Required action A: In the speech summary on violent extremist content, which two US Supreme Court decisions are cited, and what kind of content did each concern?
Required action B: Summarize the speech summary on violent extremist content in two sentences.
Required action C: Extend the speech summary on violent extremist content, beginning right after its final sentence.
[[ Excerpt provided open ]]
Pitfalls of Innocent takedown regimes – Berlin IGF 2019

by | Feb 10, 2020 | Free Speech, Open Blog | 0 comments

This is a summary of Kyung Sin Park’s speech at an IGF workshop on addressing violent and extremist content https://www.intgovforum.org/multilingual/content/addressing-terrorist-and-violent-extremist-content-online.

Violent extremist content is a misnomer.  There is a lot of extremely violent content online or offline.  Look at games that kids play.  Remember the movie A Clockwork Orange. The US Supreme Court already said that animal cruelty videos in the Stevens decision and violent video games in the Brown decision cannot be banned for content.  Content can be banned only for its external harms by regulations necessary to prevent to keep a democratic society.  In the context of the examples that Prime Minister talked about, I believe that what we really mean by violent extremist content is hate speech.  I believe we should couch this discourse comfortably in hate speech regulation, which we have understood and written so eloquently.   

Having said so, do we understand hate speech? Questions remain:  UN norms define hate speech as advocacy of discrimination and hostility across national, religious, and racial lines.  But, what does hostility mean?  Is causing a hostile mindset a sufficient basis?  Why not count the chilling effect on vulnerable hearers of speech count as harm justifying regulation?  Should counter-speech of minority also count as hate speech when their speech does not have the effect of electrifying the pre-existing oppressive system permissive of discrimination and hostility against certain groups and therefore are not likely to cause discrmination and hostility? How about joining an organization advocating for such violence instead of ?
[[ Excerpt provided closed ]]
[[ Data shown open ]]
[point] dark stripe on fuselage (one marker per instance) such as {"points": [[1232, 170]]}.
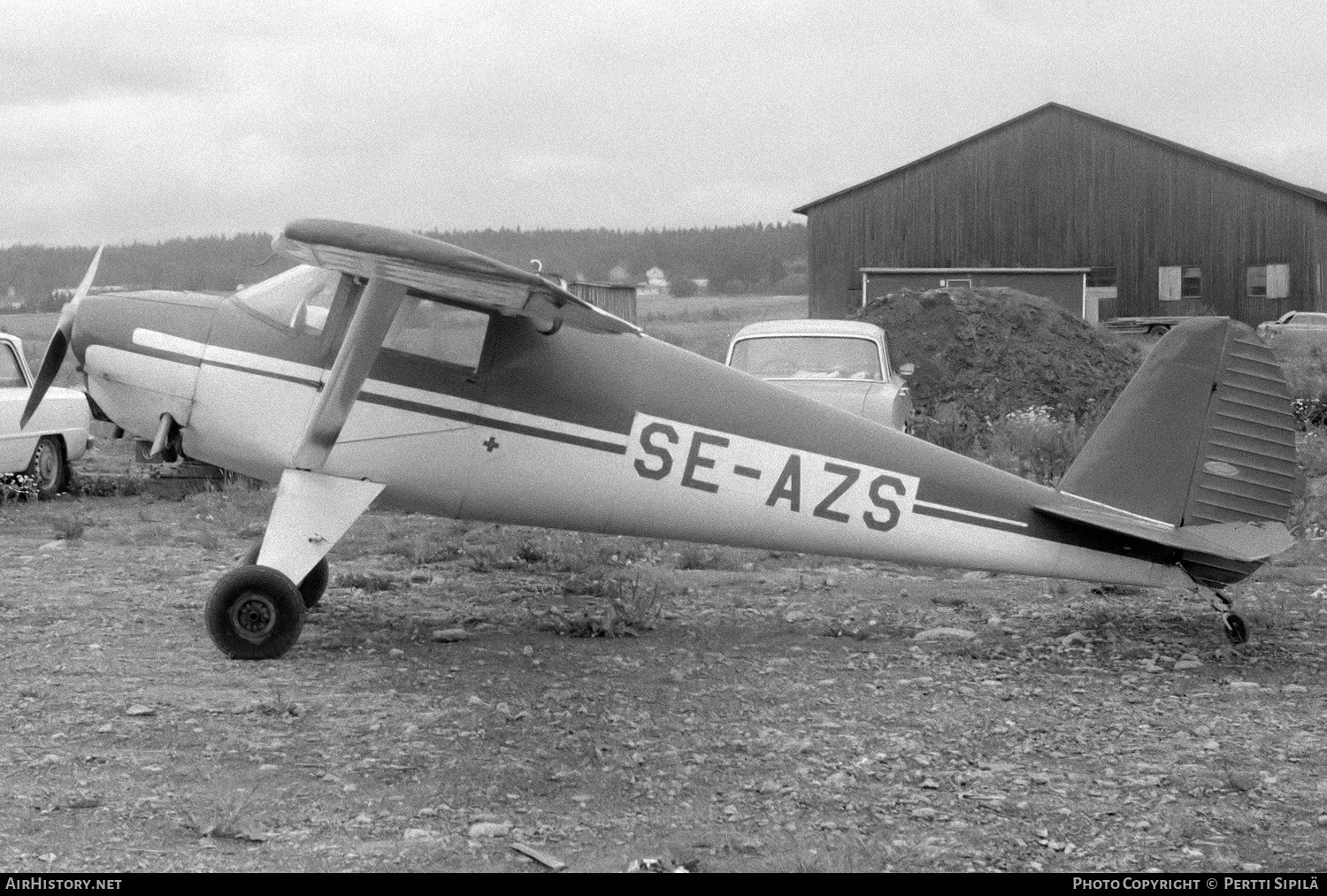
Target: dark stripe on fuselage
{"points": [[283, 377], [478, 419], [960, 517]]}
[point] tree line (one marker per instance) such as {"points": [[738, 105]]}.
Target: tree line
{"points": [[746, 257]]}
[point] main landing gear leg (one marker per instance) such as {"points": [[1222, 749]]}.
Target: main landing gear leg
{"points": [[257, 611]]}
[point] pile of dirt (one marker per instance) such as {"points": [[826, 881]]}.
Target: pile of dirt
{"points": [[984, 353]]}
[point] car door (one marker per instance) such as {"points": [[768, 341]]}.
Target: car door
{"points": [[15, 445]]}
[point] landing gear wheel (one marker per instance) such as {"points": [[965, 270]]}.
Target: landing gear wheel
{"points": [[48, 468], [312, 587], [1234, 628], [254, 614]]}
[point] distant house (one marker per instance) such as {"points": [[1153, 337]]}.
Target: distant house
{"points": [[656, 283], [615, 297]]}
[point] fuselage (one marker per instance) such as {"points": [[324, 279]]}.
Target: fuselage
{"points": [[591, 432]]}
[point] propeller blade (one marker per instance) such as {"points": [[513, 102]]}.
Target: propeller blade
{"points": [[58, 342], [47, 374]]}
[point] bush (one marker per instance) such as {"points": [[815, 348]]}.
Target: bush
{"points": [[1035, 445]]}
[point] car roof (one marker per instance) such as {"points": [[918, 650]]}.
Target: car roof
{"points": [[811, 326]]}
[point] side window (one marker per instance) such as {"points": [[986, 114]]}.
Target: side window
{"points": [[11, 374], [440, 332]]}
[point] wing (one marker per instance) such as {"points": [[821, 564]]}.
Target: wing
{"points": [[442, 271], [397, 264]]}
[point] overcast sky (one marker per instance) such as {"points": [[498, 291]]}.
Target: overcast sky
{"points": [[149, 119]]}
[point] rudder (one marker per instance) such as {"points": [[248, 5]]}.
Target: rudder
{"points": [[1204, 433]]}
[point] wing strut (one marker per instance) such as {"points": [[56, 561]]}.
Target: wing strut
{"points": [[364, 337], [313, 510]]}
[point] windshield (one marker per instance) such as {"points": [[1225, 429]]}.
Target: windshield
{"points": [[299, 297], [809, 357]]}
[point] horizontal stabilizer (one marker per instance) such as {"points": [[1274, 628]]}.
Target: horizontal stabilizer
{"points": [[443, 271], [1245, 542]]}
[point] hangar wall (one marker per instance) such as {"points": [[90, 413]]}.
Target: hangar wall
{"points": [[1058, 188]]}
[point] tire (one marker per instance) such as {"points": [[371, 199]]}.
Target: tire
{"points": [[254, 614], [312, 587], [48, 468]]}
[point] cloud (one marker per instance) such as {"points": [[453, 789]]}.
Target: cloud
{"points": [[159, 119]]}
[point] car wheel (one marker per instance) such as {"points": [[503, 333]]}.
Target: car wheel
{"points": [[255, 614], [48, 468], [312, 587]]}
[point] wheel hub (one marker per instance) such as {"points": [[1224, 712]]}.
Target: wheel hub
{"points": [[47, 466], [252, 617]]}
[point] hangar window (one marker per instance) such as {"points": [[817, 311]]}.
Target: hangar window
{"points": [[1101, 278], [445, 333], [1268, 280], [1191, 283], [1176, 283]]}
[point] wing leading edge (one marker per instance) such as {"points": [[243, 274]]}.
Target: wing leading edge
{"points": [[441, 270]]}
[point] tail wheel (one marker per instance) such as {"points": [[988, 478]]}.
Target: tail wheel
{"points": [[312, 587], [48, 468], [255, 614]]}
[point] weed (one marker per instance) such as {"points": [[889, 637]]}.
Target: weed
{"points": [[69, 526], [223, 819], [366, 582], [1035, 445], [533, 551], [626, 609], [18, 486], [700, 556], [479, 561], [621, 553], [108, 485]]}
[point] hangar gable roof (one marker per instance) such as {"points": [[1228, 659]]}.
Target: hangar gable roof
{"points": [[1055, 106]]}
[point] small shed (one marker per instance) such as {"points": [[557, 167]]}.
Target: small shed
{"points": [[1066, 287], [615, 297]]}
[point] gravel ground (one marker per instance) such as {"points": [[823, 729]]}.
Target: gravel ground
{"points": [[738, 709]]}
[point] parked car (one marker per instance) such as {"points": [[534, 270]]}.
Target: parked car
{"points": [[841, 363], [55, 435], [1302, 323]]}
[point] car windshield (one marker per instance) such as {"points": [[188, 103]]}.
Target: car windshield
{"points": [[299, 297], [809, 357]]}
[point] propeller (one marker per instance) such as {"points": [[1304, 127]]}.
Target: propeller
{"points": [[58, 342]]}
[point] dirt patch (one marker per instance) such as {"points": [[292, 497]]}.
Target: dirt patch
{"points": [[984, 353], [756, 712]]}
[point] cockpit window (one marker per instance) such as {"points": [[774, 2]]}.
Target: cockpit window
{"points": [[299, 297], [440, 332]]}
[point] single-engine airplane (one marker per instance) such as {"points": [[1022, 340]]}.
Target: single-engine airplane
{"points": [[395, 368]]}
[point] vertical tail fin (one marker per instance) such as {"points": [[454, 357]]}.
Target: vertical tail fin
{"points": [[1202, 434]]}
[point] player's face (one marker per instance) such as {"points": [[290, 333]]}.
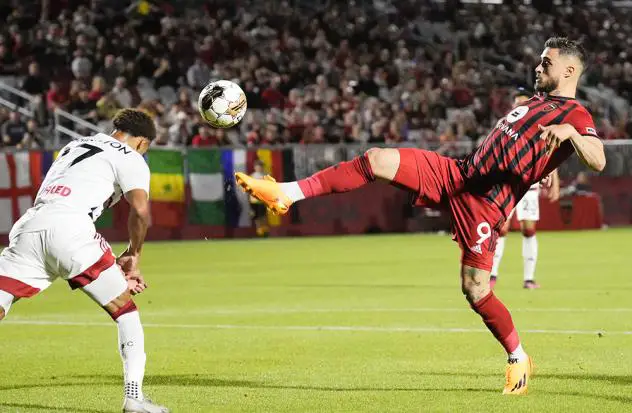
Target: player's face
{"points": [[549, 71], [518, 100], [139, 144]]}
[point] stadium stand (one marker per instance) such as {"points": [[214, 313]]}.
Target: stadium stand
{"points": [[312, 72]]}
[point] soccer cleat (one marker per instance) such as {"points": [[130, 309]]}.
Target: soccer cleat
[[ Data shown closed ]]
Task response A: The Stevens decision concerned animal cruelty videos, and the Brown decision concerned violent video games.

Task response B: Kyung Sin Park argues at an IGF workshop that "violent extremist content" is a misnomer, since violent content is widespread and US Supreme Court decisions hold that content can be banned only for its external harms, and proposes that the discussion be framed as hate speech regulation instead. He then questions how well hate speech is understood, asking what "hostility" in the UN definition means and whether chilling effects on vulnerable hearers or minority counter-speech should count.

Task response C:
Terrorism can kill some of us quickly but if we respond in a wrong way, it will kill all of us slowly. Hate speech regulation may be necessary for a democratic society but overreaching hate speech regulation will destroy a democratic society.  – NetDZ Network Enforcement Act – illegal content – transparency – holds liable through hefty fines for not immediately removing illegal content.  It takes time to find out whether something is illegal.  Platforms will taking chances on the side of deleting, resulting in many many false positives.  Holding platforms for illegal contents sounds innocent.  But there are only defamation law (and insult law in particular in Germany) and superimposing any content removal regime on top of that will cause many false positives.  Abhorrent violent content takedown law of Australia will be even more problematic because it is even broader and amorphous than Germany’s definition of illegal content under criminal code.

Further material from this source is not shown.